Pointing dataset records
========================================================================
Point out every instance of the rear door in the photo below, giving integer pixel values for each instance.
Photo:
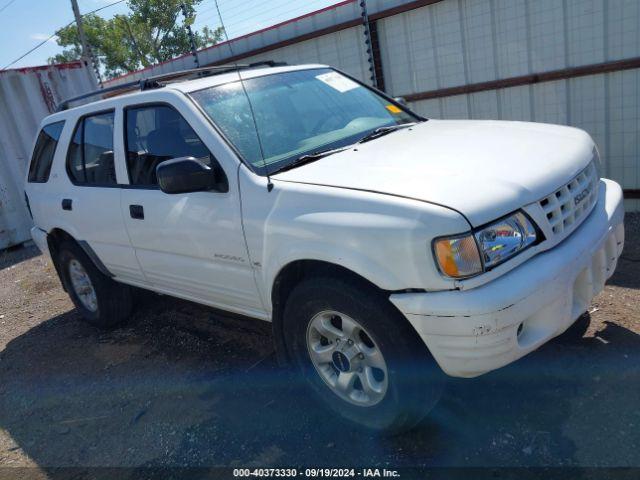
(189, 245)
(88, 198)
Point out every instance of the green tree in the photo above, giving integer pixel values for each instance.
(152, 31)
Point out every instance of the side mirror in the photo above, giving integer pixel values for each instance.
(184, 175)
(400, 100)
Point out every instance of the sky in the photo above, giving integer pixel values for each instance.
(25, 23)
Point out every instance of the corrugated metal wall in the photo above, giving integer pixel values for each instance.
(425, 47)
(433, 45)
(461, 42)
(26, 97)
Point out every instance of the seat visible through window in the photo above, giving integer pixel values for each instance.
(157, 133)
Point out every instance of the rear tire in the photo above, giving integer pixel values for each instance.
(405, 380)
(101, 301)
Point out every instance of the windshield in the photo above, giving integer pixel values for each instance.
(296, 113)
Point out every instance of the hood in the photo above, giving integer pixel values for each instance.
(482, 169)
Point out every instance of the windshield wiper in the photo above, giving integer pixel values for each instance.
(380, 131)
(310, 157)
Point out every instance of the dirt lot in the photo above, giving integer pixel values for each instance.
(183, 386)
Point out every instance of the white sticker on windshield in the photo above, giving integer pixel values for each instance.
(337, 81)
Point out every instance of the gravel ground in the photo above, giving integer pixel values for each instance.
(184, 386)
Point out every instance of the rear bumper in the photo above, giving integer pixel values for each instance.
(470, 332)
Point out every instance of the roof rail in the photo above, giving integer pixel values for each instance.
(156, 81)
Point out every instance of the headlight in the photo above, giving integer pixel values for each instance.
(467, 255)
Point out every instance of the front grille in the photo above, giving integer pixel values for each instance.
(568, 206)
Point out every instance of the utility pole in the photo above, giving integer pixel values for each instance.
(194, 50)
(368, 43)
(87, 55)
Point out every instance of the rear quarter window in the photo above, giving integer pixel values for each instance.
(44, 151)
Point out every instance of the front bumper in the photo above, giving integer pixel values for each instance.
(470, 332)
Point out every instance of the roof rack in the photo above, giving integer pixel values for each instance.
(159, 81)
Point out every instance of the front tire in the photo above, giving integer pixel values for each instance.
(359, 355)
(101, 301)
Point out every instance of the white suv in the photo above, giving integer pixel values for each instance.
(378, 243)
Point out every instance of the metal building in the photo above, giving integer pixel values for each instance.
(573, 62)
(27, 95)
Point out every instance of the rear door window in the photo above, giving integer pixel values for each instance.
(43, 153)
(156, 133)
(90, 158)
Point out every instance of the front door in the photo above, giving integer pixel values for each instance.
(189, 245)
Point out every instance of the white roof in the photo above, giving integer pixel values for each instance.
(214, 80)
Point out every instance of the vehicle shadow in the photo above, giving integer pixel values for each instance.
(182, 386)
(13, 255)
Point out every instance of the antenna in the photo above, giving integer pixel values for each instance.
(253, 115)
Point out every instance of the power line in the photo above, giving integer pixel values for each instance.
(6, 5)
(54, 33)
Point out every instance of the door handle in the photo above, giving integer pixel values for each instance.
(136, 211)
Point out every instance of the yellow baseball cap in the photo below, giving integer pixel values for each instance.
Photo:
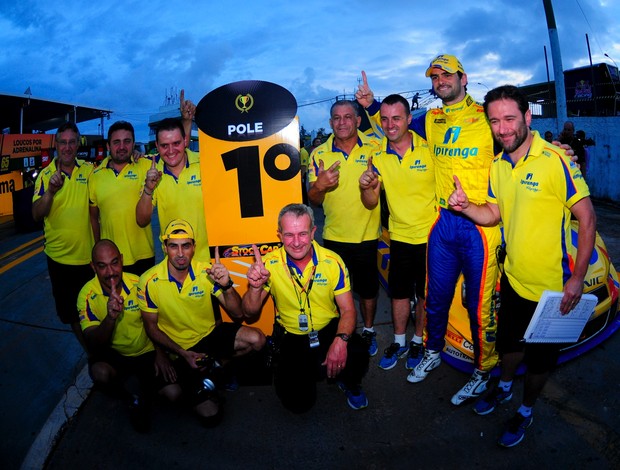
(183, 229)
(445, 62)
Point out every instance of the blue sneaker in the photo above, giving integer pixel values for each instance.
(416, 353)
(487, 403)
(356, 398)
(515, 430)
(371, 340)
(391, 355)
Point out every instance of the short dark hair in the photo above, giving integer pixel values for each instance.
(298, 210)
(353, 104)
(506, 92)
(121, 126)
(100, 243)
(68, 126)
(169, 124)
(393, 99)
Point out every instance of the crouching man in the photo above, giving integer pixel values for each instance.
(175, 300)
(315, 314)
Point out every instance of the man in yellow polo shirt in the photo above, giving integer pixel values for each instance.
(115, 336)
(534, 188)
(315, 314)
(406, 172)
(350, 229)
(174, 185)
(61, 201)
(114, 189)
(175, 299)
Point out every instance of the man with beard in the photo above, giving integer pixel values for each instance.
(114, 189)
(350, 229)
(461, 144)
(533, 189)
(175, 299)
(315, 314)
(61, 201)
(406, 172)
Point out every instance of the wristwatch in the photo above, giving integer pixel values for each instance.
(227, 286)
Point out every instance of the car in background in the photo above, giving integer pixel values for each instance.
(601, 280)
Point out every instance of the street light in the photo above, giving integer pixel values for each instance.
(607, 55)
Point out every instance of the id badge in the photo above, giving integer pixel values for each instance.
(313, 337)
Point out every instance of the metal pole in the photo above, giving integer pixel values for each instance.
(592, 74)
(558, 71)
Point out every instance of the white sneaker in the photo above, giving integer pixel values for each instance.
(474, 387)
(430, 361)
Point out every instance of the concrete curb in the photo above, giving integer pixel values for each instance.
(66, 408)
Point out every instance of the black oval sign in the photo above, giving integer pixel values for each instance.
(246, 110)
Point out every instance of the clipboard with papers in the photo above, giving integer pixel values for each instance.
(548, 325)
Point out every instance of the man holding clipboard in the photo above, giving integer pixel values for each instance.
(533, 189)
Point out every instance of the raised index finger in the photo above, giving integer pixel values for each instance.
(257, 255)
(334, 166)
(457, 183)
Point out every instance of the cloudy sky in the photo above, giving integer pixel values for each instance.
(126, 56)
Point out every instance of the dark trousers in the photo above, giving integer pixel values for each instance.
(299, 366)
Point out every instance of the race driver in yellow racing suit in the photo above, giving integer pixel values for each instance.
(461, 144)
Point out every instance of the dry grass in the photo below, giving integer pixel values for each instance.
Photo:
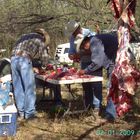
(82, 126)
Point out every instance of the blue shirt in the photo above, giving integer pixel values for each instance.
(103, 51)
(32, 44)
(85, 32)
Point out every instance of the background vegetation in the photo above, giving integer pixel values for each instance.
(23, 16)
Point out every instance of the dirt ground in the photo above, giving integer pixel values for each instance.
(52, 124)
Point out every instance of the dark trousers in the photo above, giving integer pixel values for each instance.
(92, 90)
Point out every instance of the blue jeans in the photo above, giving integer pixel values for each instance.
(92, 91)
(24, 85)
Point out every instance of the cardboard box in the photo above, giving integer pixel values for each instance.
(8, 119)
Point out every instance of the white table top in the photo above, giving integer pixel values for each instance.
(73, 81)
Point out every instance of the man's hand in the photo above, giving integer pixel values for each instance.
(81, 72)
(74, 57)
(36, 70)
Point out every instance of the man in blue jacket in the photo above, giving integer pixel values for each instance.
(102, 48)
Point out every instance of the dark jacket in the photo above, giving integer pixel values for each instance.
(103, 51)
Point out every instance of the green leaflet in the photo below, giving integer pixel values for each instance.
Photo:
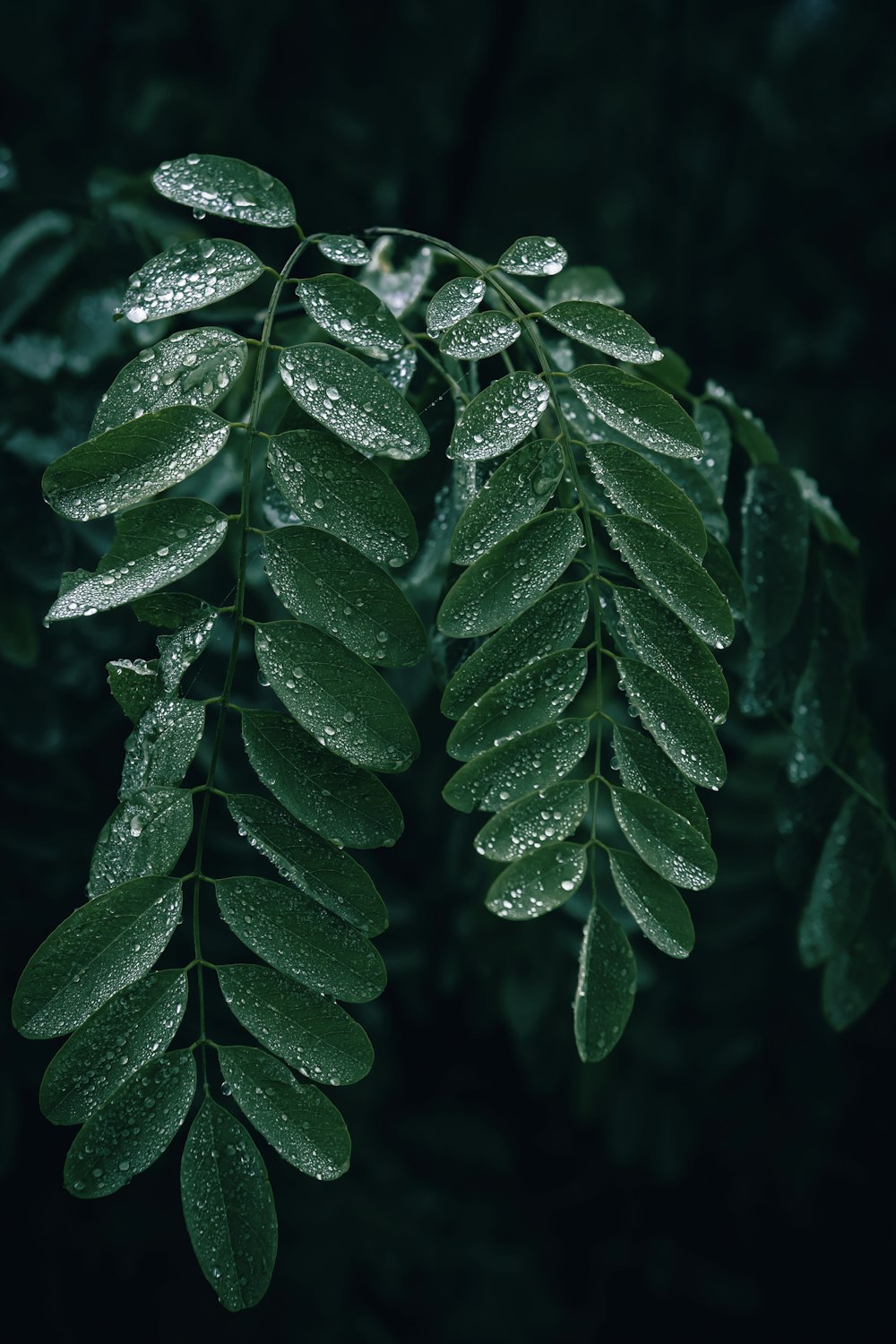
(228, 1207)
(500, 417)
(670, 648)
(479, 336)
(118, 1039)
(300, 938)
(552, 623)
(536, 820)
(642, 491)
(519, 766)
(338, 800)
(504, 581)
(533, 255)
(351, 314)
(312, 1034)
(161, 747)
(99, 949)
(344, 249)
(673, 577)
(145, 836)
(153, 546)
(188, 368)
(134, 1126)
(591, 284)
(332, 487)
(322, 870)
(605, 328)
(538, 882)
(841, 889)
(774, 551)
(640, 410)
(330, 585)
(605, 994)
(128, 464)
(667, 843)
(228, 187)
(358, 405)
(336, 696)
(190, 276)
(296, 1118)
(452, 303)
(645, 769)
(654, 905)
(522, 701)
(519, 491)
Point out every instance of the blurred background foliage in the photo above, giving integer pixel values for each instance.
(727, 163)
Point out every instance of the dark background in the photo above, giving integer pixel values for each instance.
(731, 1164)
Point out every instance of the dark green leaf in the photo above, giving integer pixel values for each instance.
========================================================================
Locate the line that contains "Point out every instance of the blurred", then please quote it and every line after it to the end of the entries above, exactly and with nothing else.

Point out every instance of the blurred background foliage in the photo above, giving integer pixel values for each instance.
(727, 163)
Point out every instance of the dark background in the photo above, giving integer pixel values for each instance.
(731, 1164)
Point out every instance of the dark green leaf in the photo above, giving integer pixel values for each instance.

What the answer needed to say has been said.